Activity –
Below are some entries. Copy each line in them that holds "water".

Source data –
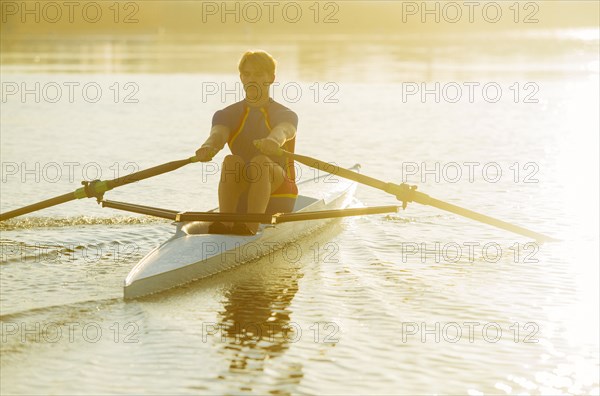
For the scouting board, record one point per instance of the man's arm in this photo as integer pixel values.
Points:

...

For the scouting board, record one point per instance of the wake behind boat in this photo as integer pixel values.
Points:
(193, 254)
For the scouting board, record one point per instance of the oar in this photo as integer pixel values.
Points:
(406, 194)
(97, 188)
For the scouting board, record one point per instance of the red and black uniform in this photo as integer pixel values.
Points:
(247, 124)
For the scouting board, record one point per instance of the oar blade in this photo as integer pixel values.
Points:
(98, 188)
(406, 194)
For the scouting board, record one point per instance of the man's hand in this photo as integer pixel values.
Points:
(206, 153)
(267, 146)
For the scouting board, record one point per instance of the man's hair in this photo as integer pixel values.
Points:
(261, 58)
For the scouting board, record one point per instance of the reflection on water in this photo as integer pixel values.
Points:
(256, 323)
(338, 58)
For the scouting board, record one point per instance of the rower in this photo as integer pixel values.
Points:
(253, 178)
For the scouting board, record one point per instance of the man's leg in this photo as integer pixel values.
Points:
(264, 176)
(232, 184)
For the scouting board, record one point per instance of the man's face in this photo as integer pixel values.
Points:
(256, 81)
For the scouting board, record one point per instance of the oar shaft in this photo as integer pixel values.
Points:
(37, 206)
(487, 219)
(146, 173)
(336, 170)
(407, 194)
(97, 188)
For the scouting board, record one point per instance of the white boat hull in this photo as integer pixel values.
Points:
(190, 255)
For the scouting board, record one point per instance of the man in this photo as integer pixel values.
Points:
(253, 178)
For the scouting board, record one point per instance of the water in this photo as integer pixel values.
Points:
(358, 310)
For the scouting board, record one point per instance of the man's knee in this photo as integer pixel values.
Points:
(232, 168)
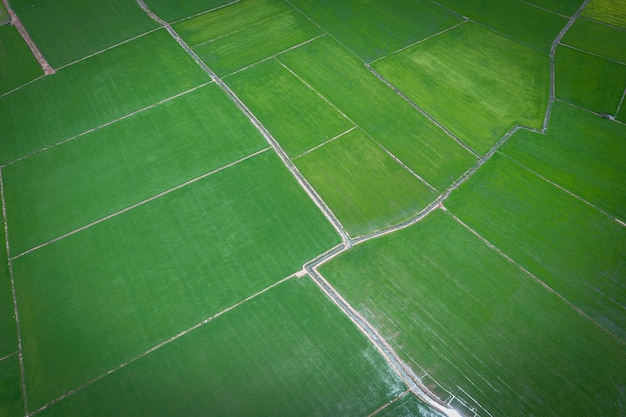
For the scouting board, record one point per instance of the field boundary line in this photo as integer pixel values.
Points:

Task answer –
For the scouting board, record one point per instance of the reflection on water in this photo as integer pixel values.
For the scouting board, record one point per instance of the water in this photo as integer pixel values.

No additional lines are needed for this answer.